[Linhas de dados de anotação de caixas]
- - - -

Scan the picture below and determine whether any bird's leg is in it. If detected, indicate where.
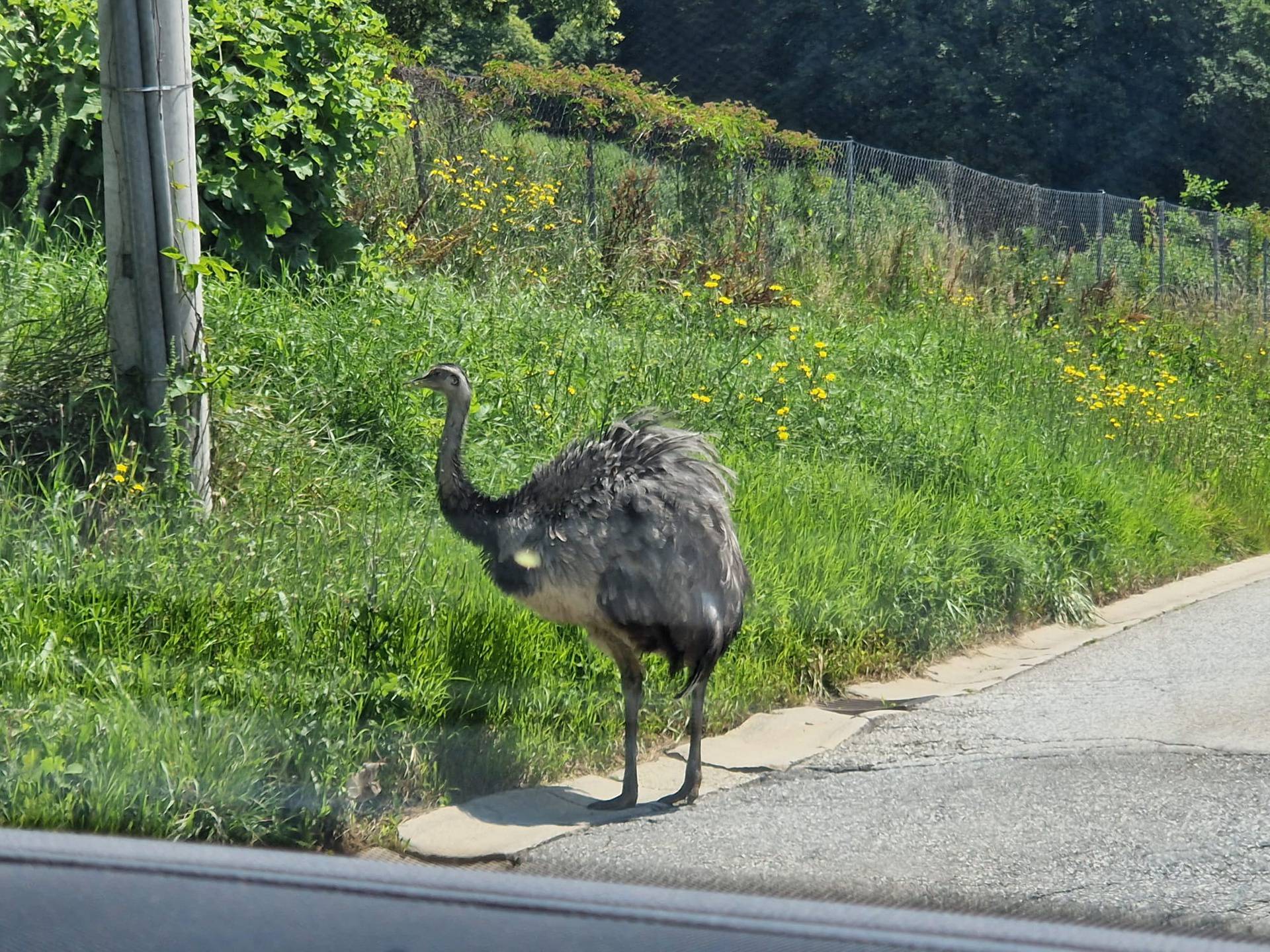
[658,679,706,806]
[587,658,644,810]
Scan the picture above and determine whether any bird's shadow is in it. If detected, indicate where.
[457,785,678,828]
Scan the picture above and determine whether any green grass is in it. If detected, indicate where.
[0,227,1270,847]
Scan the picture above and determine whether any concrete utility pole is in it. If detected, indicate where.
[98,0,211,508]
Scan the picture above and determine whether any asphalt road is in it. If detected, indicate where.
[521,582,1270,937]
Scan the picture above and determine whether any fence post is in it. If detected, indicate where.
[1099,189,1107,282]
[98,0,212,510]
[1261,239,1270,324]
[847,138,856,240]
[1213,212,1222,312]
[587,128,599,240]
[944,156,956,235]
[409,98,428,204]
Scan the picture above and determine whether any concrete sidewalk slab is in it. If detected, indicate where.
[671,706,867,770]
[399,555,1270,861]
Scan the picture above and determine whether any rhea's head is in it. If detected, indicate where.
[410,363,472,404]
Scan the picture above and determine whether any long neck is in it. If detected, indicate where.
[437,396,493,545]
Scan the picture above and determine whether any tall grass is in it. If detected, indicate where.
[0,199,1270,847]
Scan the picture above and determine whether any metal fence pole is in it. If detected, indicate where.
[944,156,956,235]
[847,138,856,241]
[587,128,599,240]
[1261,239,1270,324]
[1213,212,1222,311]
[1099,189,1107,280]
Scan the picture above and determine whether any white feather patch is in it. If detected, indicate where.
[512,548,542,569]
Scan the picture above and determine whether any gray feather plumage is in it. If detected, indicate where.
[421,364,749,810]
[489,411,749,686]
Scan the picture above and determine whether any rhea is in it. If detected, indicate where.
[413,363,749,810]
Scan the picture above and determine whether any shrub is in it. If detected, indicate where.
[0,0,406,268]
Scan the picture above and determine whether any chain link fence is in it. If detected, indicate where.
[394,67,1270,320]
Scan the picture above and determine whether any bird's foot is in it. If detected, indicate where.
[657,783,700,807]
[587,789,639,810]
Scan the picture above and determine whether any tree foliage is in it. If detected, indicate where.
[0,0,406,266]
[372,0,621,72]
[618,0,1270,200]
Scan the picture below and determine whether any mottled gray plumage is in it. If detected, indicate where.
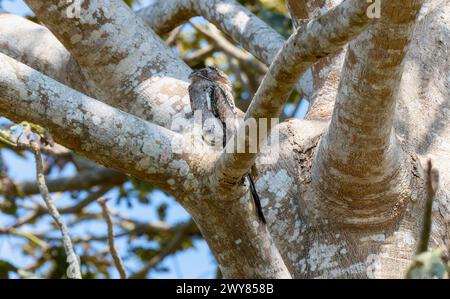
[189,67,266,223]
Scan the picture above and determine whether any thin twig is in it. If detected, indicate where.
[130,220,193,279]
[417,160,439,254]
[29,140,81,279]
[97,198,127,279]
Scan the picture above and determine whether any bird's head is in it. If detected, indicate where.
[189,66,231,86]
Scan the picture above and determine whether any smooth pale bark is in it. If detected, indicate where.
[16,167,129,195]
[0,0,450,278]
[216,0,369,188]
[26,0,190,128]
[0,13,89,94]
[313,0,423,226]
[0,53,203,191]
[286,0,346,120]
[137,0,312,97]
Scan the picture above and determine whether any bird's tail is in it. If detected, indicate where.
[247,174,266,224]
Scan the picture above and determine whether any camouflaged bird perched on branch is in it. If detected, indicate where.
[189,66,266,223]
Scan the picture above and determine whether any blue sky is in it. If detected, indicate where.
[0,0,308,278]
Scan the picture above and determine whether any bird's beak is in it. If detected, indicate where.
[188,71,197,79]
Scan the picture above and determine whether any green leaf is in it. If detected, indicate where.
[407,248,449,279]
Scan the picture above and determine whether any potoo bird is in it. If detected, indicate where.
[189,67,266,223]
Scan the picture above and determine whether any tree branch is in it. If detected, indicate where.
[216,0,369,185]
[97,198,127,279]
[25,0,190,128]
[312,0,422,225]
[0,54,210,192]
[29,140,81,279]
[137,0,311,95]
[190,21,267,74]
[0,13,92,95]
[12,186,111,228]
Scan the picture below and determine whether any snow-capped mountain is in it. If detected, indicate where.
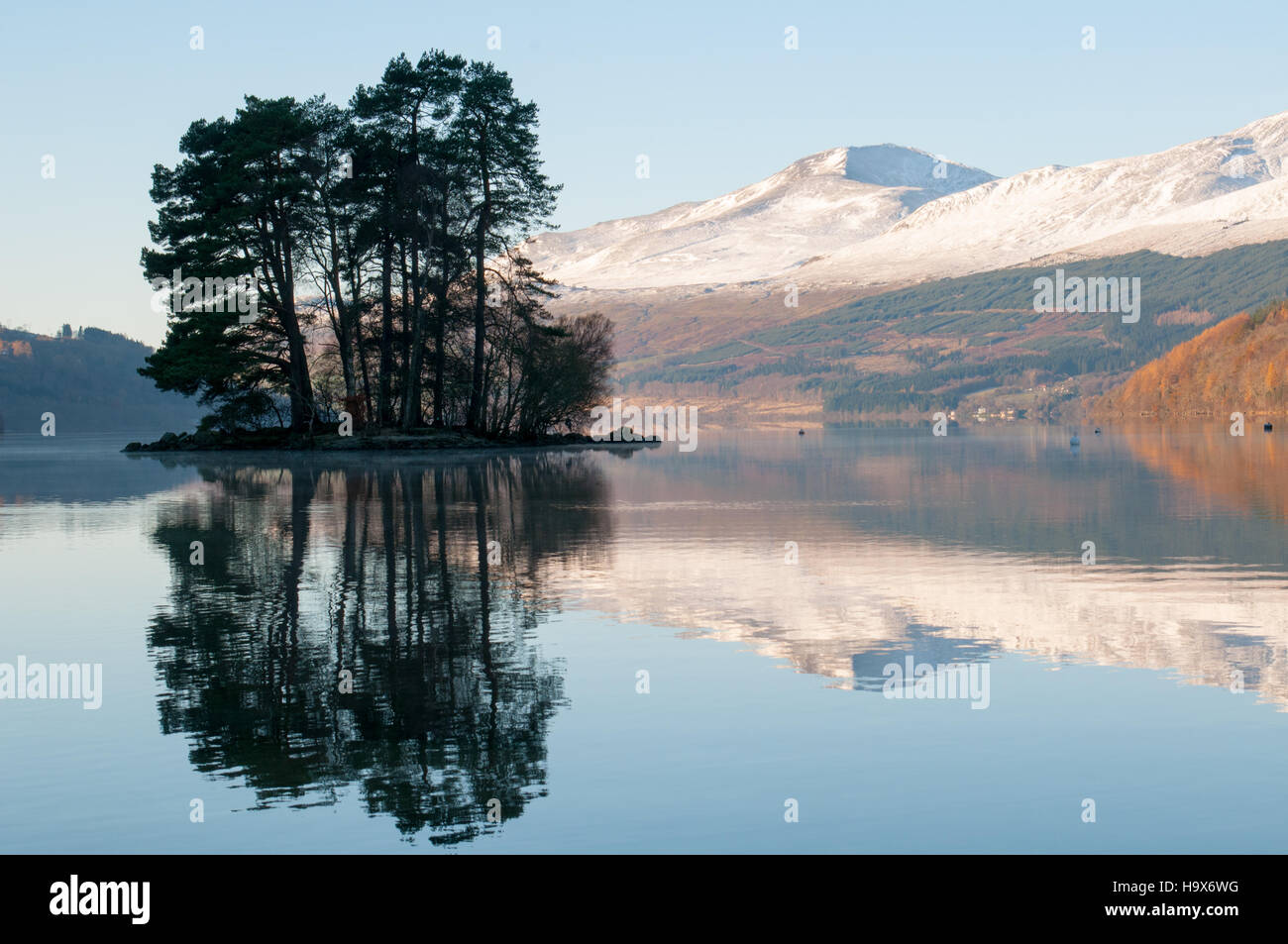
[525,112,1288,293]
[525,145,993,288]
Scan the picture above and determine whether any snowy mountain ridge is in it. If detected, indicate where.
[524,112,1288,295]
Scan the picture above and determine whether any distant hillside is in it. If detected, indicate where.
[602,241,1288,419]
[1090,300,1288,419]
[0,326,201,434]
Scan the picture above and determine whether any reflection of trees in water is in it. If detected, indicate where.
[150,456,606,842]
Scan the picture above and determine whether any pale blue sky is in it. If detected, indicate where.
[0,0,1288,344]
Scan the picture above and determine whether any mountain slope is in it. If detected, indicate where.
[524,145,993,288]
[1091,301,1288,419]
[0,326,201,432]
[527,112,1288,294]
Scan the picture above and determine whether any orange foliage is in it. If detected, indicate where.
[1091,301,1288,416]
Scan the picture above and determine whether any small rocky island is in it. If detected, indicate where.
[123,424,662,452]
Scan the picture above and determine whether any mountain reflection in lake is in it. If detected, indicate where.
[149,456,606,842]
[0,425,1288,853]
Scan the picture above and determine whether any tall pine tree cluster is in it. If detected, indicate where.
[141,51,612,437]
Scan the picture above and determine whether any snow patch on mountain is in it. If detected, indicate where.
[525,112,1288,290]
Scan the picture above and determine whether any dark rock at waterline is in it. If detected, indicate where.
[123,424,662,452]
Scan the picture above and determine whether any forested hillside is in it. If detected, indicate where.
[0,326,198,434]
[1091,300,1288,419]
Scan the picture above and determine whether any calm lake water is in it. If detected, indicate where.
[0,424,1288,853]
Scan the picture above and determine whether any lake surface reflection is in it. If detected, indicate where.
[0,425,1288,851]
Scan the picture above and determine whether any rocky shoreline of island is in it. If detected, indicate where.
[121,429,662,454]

- - - -

> _Problema a resolver_: Reproduza fielmente todas as linhas dos registros acima, sem nenhuma alteração, e deixe as imagens fora da resposta.

> _Solução da tarefa_:
Scan the picture below and determine whether any bird's leg is in it. If detected, indicate where.
[658,679,706,806]
[587,658,644,810]
Scan the picture above and determine whether any bird's shadow is in it. If detected, indicate where.
[457,785,678,828]
Scan the picture above and determine whether any green grass is in it. If detected, indicate where.
[0,227,1270,847]
Scan the picture above and determine whether any concrete utility pole is in it. If detected, indicate where.
[98,0,211,508]
Scan the picture above and determine whether any asphalt road is in it. If detected, indicate where.
[521,582,1270,937]
Scan the picture above and determine whether any fence post is in it. If detected, indicate where.
[1099,189,1107,282]
[98,0,212,510]
[1261,239,1270,324]
[847,138,856,240]
[1213,212,1222,312]
[587,128,599,240]
[944,156,956,235]
[409,98,428,204]
Scan the picture above and determine whether any concrete sidewalk slab is in it. If detected, indicate where.
[671,706,867,770]
[399,555,1270,861]
Scan the picture above and determine whether any rhea's head is in it. If detected, indicate where.
[410,363,472,404]
Scan the picture above and determine whether any long neck is in it. If detected, indicate where.
[437,396,493,545]
Scan the picture above and determine whether any tall grass is in it. If detected, indicate where.
[0,199,1270,847]
Scan the picture above and determine whether any metal fence pole is in it. If detected, indicate where.
[944,156,956,235]
[847,138,856,241]
[587,128,599,240]
[1261,239,1270,324]
[1213,212,1222,311]
[1099,189,1107,280]
Scan the picture above and determine whether any white feather patch is in it. If detected, indicate where.
[512,548,542,569]
Scan the picture above and determine whether any gray feather plumage is in it. If detected, indicate where.
[421,364,749,810]
[489,411,749,686]
Scan the picture above and determine whether any rhea is in it. If detected, indicate where.
[413,363,749,810]
Scan the picture above and determine whether any shrub is in it. If detected, indicate where.
[0,0,406,268]
Scan the picture above and determine whether any chain link fence is in it. If detected, indicate where.
[394,67,1270,320]
Scan the picture above and determine whether any bird's foot is in it. If detected, indicate where.
[657,783,700,807]
[587,789,639,810]
Scan the picture above and determine whether any tree foliage is in it. If detected, indicate where.
[0,0,406,266]
[372,0,621,72]
[618,0,1270,200]
Scan the picture below and determine whether any mottled gray plumage is in it. If detected, indicate where.
[189,67,266,223]
Scan the picture above and determine whether any thin twig is in it. If detected, indicate where.
[130,220,193,279]
[417,160,439,254]
[29,140,81,279]
[97,198,127,279]
Scan the picture above and determine whether any bird's head is in it. If detected, indicate where.
[189,66,231,86]
Scan the picture above and determine whether any smooth pale bark is in it. If detected, indicate where.
[16,167,129,195]
[0,0,450,278]
[216,0,369,188]
[26,0,190,128]
[0,13,89,94]
[313,0,423,226]
[0,53,203,191]
[286,0,346,120]
[137,0,312,97]
Scan the picture above and determine whether any bird's tail is in it. If detected, indicate where.
[247,174,266,224]
Scan the picture above and determine whether any camouflaged bird perched on branch is in it. If detected, indicate where.
[189,66,266,223]
Scan the picture above and determine whether any blue sky is in it. If detected, indicate where.
[0,0,308,278]
Scan the picture above and determine whether any bird's beak is in it. If detected, indicate where.
[188,71,197,79]
Scan the picture above and determine whether any green leaf is in it. If detected, indicate where.
[407,248,449,279]
Scan the picture above and determine whether any potoo bird is in it. If detected, indicate where.
[189,67,266,223]
Scan the picture above and determine whether any tree branch is in it. If detected, indicate where.
[216,0,369,185]
[97,198,127,279]
[25,0,190,128]
[312,0,422,225]
[0,54,210,192]
[29,140,81,279]
[137,0,311,95]
[190,21,267,74]
[0,13,92,95]
[12,186,111,228]
Scan the picture below and determine whether any snow-capped mountain is in it. If detected, indicate where.
[525,112,1288,293]
[525,145,993,288]
Scan the picture above and determine whether any snowy mountain ridge is in it. If detected, indicate where.
[524,112,1288,295]
Scan the picture above and determine whether any distant hillside is in it. If detected, indicate where.
[602,241,1288,419]
[1090,300,1288,419]
[0,326,201,434]
Scan the picture above and determine whether any reflection of trees in water is in it. If detected, indicate where.
[150,456,606,842]
Scan the picture above and determine whether any pale blue sky is in it. If detected, indicate where.
[0,0,1288,344]
Scan the picture above and determine whether any mountain slope is in it. If detected, indicate where.
[524,145,993,288]
[1091,301,1288,419]
[0,326,201,432]
[527,112,1288,294]
Scan the picture above and determine whether any orange foliage is in it. If detected, indicate where.
[1091,301,1288,416]
Scan the picture above and determine whether any small rocky island is in it. If detected, indicate where.
[123,424,662,452]
Scan the picture above and determine whether any mountain reflection in lake is in it. If detected, indicate where.
[149,456,606,842]
[0,425,1288,853]
Scan the picture above and determine whether any tall pine tree cluster is in it. If detected, indicate where.
[141,51,612,437]
Scan the picture above and determine whether any snow patch on mountain is in it. If detected, indicate where.
[525,112,1288,290]
Scan the picture above and determine whether any dark rock at waterline is in it. If detected, indicate where.
[123,424,662,452]
Scan the picture above and determine whether any forested hillside is in it. If detected, indicate where.
[0,326,198,434]
[1091,300,1288,419]
Scan the picture above and determine whether any calm lake water is in it. If detected, indicate where.
[0,424,1288,853]
Scan the picture above and determine whether any lake surface reflection is in it. If detected, indicate where.
[0,425,1288,851]
Scan the picture above and determine whether any rocky shoreline of island is in it. If detected, indicate where.
[121,429,662,454]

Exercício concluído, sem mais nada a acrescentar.